• [Brief]: Your reply should be one number: how many lines of the records below contain the string "Target".

Stored dataset items:

+-------+

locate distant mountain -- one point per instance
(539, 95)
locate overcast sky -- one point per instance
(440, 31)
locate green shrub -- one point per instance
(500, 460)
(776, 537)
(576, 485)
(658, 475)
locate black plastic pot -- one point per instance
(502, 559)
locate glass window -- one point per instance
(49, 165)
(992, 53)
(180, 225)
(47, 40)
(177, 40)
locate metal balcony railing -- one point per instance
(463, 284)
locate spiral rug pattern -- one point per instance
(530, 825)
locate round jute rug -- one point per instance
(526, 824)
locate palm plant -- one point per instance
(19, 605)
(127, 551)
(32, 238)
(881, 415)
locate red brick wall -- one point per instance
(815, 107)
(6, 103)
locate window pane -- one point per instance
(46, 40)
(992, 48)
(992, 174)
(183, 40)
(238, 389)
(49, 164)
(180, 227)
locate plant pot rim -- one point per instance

+-------+

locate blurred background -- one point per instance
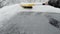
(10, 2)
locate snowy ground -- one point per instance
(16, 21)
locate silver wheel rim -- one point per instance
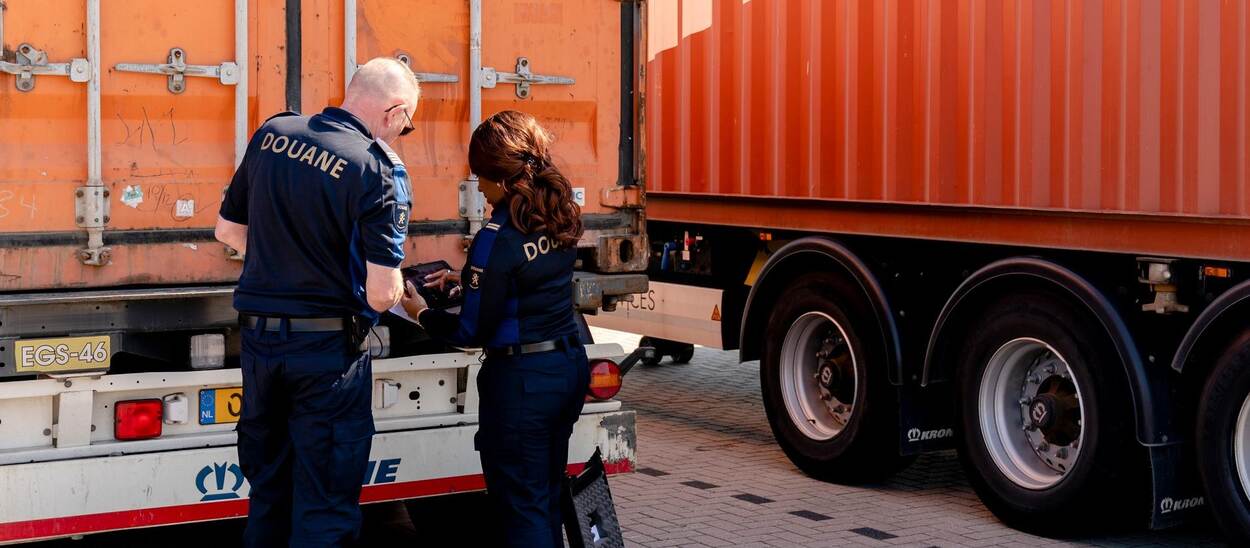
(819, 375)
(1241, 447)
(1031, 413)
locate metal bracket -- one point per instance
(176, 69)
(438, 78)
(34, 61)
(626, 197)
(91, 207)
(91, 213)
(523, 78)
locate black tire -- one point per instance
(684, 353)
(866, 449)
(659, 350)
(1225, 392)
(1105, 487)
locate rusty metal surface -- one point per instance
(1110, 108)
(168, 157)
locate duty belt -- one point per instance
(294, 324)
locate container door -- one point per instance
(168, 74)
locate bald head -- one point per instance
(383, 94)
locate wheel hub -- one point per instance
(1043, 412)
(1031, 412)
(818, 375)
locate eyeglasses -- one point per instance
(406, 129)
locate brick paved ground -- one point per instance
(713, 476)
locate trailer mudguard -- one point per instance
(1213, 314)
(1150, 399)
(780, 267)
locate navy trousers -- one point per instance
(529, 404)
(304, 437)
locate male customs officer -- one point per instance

+-------+

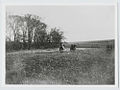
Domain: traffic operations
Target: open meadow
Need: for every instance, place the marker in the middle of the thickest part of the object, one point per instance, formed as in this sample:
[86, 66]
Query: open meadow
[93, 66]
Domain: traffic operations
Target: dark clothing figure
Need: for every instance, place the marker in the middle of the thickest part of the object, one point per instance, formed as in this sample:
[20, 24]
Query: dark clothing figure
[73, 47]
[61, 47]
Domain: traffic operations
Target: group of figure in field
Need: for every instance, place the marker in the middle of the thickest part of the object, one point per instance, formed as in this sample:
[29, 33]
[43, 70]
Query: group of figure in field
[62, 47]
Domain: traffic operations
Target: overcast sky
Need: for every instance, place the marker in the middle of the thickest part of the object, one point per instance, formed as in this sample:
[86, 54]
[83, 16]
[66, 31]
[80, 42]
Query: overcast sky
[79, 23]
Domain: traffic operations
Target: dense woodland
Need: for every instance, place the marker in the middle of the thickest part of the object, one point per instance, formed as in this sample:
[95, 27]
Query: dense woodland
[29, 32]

+-------+

• [Task response]: 5